WRITTEN TASK:
Return every line in the records below that contains the string "Query".

DATASET RECORDS:
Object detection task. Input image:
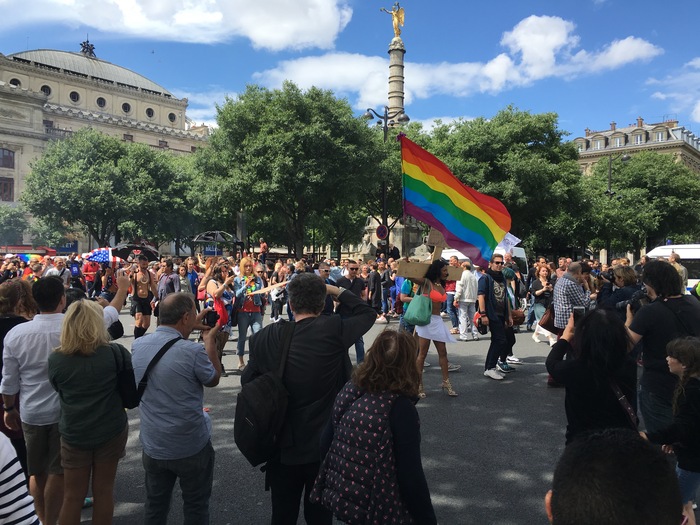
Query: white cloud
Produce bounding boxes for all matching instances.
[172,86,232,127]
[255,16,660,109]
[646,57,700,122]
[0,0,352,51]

--

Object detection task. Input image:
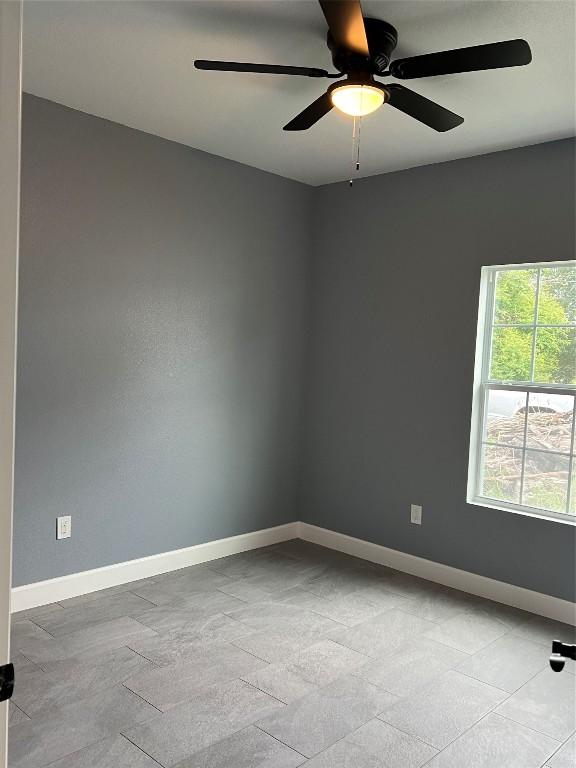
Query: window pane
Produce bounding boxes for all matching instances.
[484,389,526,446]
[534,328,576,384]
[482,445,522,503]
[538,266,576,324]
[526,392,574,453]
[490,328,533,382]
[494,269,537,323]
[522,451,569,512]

---

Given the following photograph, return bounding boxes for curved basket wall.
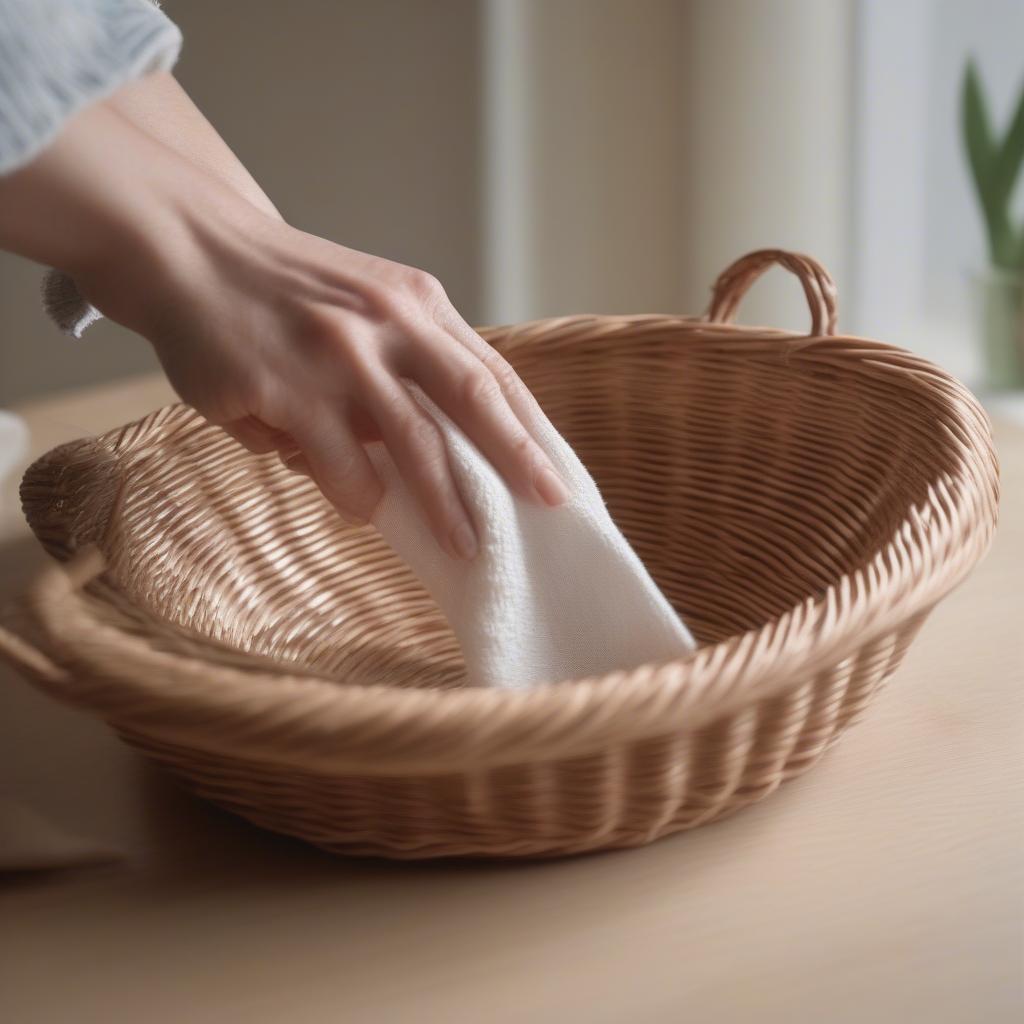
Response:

WRITTEN ANSWER:
Query: white cloud
Query: window pane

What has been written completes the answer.